# What is asked
Locate every line in the items below that contains the string "shrub" and copy each of those lines in full.

══ Task material ══

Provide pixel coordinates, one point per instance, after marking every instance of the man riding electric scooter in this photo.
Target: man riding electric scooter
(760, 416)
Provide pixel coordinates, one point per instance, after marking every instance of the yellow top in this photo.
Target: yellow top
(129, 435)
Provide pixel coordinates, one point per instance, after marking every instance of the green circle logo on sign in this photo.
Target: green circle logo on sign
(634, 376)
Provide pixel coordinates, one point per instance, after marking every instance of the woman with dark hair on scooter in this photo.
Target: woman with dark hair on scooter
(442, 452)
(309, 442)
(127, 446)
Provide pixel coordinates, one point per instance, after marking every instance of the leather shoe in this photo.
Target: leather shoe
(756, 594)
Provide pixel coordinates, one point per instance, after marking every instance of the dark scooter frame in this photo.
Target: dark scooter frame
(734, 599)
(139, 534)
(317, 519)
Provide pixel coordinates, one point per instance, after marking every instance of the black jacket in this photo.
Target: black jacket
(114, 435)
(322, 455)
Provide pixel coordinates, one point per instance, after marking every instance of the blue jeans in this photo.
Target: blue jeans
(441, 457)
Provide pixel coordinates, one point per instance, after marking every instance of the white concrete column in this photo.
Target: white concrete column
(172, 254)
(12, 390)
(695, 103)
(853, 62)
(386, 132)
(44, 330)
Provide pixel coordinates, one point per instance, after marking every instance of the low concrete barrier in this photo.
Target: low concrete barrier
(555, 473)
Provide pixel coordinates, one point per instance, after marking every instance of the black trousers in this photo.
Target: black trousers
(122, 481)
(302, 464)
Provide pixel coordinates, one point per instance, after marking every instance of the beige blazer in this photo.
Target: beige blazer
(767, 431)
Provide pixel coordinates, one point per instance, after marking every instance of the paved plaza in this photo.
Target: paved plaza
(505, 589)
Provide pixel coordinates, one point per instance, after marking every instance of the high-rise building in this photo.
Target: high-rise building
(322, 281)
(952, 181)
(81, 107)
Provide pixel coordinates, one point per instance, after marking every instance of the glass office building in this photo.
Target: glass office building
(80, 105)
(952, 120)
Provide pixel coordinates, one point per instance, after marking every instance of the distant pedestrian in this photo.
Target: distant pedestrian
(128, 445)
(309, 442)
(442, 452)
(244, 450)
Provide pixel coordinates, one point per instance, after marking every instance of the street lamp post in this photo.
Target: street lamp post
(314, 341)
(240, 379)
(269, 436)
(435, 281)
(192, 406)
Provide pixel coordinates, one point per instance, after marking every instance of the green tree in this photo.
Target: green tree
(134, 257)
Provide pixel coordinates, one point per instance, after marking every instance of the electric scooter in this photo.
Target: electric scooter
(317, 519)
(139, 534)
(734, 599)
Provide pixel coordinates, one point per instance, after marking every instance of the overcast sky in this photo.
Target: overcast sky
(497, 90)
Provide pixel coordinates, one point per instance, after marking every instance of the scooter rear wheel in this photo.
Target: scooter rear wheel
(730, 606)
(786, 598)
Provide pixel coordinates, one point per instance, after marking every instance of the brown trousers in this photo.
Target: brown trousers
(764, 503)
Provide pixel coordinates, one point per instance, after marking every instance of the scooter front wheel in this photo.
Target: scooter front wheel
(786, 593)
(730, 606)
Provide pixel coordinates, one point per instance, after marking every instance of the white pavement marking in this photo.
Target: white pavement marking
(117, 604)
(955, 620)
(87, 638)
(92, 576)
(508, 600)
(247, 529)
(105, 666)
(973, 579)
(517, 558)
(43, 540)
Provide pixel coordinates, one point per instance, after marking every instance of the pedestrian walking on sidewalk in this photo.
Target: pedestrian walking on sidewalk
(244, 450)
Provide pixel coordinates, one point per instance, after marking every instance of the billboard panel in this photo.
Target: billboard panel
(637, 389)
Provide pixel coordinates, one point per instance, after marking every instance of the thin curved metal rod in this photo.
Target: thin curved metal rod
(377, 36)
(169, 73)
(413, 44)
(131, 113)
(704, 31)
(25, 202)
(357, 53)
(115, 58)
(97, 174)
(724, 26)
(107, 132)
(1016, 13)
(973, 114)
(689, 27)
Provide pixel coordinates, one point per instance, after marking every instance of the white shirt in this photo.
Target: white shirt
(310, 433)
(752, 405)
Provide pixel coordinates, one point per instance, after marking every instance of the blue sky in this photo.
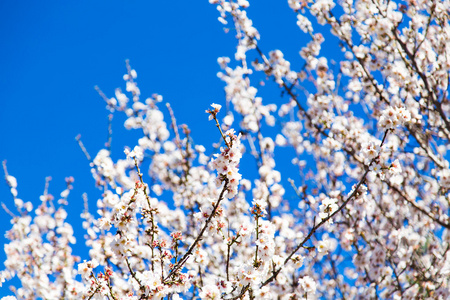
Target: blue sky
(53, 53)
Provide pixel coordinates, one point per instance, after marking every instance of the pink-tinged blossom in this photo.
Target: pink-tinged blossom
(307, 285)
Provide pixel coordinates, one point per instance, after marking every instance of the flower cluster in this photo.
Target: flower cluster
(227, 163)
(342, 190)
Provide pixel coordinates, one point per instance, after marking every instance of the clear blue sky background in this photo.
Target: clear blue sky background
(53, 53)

═══
══ Task material ══

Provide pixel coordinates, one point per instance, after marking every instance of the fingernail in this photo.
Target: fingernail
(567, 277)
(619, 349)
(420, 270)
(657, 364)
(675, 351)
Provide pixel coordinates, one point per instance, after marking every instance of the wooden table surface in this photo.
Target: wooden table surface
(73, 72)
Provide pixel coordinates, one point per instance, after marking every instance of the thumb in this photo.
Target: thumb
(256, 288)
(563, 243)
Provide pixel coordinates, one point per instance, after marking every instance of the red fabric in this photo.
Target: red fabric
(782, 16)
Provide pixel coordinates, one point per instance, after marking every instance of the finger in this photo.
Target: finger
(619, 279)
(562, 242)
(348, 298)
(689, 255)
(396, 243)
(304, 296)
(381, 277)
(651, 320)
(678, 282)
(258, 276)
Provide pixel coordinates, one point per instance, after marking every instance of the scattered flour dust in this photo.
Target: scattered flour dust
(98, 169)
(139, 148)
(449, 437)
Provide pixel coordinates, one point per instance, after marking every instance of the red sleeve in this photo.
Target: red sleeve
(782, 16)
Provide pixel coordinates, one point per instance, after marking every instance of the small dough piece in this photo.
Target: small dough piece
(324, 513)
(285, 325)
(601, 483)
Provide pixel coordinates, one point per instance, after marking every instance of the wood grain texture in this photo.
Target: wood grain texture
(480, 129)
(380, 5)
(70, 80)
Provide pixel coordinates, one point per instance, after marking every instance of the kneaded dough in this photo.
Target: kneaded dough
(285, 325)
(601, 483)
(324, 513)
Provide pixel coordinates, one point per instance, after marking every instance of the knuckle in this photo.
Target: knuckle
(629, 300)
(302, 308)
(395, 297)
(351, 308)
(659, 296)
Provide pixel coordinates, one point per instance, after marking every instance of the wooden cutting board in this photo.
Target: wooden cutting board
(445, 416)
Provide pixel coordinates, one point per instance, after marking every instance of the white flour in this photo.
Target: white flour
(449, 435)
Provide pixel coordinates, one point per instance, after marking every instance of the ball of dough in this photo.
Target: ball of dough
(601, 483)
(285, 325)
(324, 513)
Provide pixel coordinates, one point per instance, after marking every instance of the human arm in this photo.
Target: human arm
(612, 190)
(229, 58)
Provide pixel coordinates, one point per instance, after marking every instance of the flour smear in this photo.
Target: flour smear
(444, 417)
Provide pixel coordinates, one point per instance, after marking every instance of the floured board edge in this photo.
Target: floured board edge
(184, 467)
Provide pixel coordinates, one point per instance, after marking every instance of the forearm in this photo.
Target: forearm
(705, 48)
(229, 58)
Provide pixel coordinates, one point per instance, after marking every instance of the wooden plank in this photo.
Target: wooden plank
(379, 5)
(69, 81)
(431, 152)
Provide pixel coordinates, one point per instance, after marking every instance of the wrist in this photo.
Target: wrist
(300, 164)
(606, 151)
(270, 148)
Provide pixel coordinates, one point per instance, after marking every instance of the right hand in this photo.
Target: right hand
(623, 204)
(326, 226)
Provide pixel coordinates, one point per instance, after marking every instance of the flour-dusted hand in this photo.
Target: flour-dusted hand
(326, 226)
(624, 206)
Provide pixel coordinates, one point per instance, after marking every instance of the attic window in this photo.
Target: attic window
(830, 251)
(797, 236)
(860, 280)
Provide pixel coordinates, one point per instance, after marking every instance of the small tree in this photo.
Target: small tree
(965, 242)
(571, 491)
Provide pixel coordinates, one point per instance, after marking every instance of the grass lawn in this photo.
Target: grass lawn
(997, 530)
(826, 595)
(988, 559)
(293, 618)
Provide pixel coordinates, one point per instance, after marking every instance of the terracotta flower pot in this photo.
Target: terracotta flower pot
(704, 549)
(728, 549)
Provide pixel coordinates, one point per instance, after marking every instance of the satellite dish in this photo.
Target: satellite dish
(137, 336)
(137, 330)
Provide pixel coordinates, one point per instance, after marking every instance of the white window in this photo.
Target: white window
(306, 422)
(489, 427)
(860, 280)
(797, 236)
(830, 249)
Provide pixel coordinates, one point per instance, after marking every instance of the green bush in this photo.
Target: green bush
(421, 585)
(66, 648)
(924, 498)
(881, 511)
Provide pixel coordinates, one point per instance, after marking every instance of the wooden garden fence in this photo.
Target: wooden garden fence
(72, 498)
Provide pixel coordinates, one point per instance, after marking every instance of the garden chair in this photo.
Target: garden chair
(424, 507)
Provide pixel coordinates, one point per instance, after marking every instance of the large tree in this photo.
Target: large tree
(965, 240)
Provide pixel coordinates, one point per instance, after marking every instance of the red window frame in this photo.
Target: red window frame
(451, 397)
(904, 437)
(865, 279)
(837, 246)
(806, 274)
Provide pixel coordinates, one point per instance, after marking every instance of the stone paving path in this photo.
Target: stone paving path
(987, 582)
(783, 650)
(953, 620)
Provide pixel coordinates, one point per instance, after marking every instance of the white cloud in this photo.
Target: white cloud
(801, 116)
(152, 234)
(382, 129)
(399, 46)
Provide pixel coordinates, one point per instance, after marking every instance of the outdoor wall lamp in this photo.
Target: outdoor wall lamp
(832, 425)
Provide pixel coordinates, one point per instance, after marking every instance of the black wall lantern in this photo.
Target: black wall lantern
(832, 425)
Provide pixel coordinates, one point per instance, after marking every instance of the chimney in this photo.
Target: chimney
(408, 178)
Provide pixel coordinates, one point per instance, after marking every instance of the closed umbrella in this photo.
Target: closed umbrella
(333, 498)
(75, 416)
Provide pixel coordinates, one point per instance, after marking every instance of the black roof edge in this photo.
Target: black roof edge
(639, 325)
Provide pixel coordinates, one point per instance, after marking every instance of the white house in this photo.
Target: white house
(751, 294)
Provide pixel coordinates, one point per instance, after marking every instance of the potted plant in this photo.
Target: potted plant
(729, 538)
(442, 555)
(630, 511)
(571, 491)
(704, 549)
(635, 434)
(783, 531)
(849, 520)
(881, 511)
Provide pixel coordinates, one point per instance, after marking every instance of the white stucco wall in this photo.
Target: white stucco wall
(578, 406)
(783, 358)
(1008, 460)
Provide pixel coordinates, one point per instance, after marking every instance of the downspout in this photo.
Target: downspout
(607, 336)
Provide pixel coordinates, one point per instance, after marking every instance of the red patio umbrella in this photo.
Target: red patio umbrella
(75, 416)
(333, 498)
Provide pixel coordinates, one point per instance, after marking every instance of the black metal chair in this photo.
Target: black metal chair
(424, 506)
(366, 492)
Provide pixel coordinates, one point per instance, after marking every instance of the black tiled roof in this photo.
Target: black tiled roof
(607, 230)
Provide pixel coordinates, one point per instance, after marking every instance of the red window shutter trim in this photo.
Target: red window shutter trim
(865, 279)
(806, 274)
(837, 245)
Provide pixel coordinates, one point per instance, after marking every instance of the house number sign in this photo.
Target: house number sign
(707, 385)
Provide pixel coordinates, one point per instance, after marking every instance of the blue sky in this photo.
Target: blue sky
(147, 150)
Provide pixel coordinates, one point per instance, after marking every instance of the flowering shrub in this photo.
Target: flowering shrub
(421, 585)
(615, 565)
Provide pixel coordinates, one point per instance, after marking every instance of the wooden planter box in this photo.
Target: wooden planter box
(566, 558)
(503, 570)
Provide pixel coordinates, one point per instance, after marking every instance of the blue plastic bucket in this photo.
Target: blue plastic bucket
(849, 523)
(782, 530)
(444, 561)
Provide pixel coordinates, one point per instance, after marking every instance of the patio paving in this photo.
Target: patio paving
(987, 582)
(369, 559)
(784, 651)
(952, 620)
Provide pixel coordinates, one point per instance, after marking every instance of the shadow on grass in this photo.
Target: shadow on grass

═══
══ Task material ══

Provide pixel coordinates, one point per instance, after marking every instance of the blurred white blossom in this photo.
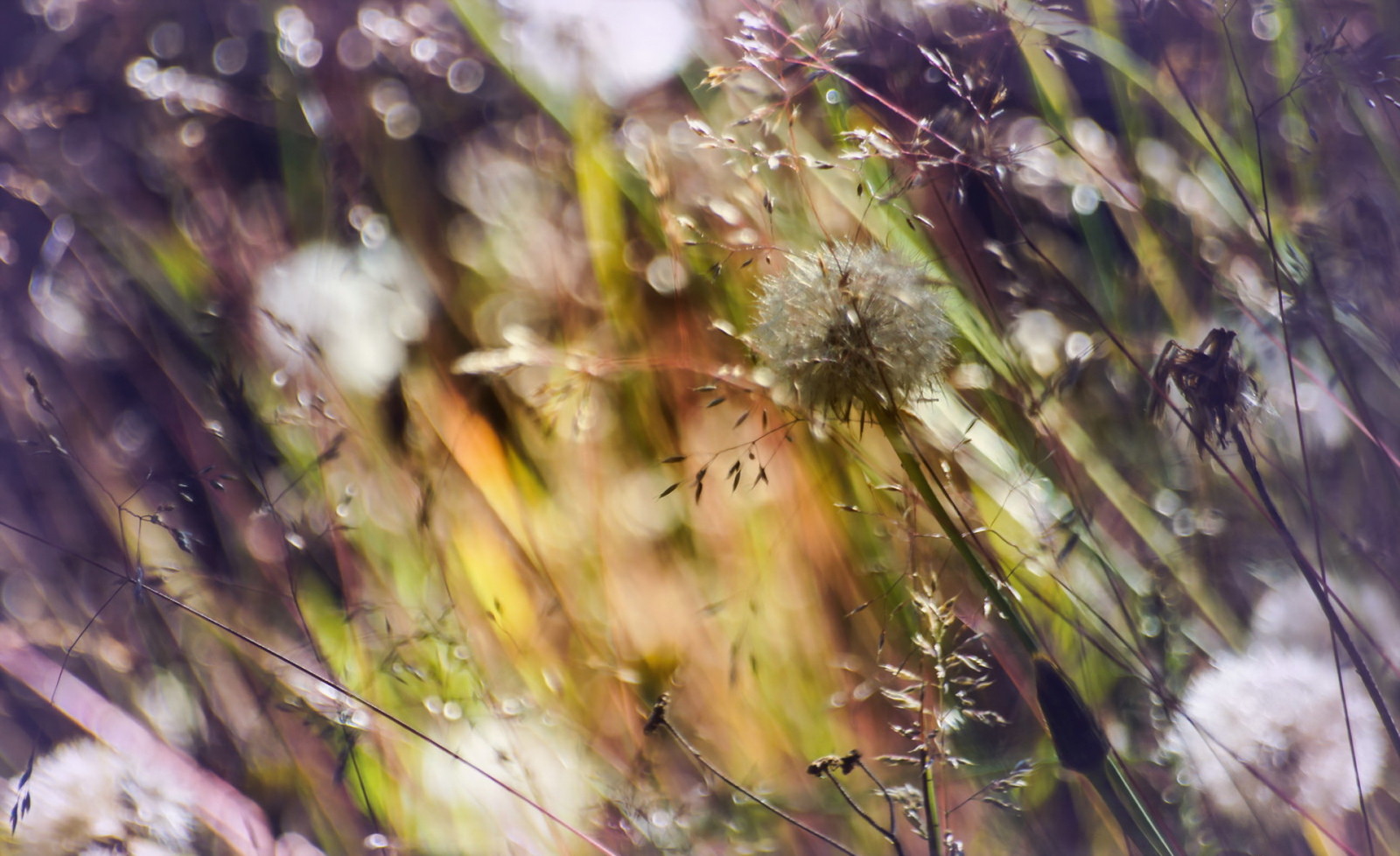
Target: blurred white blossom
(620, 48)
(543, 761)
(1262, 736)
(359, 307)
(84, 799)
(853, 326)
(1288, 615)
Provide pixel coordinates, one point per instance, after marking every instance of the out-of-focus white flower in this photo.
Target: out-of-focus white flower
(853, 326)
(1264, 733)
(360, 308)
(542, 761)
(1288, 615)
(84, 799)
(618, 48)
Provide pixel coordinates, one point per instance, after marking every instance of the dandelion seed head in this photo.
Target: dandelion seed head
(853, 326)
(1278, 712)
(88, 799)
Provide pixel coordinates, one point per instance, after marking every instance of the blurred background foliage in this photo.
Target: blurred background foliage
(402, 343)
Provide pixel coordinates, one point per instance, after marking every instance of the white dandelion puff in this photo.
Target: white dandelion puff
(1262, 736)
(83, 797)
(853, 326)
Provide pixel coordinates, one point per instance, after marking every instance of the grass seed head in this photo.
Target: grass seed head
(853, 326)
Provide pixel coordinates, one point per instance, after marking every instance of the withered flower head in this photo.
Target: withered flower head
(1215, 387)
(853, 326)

═══

# Result below
Provide pixel coordinates, one point per instance, after marking every instance of the flowering shrub in this photo.
Target: flowering shrub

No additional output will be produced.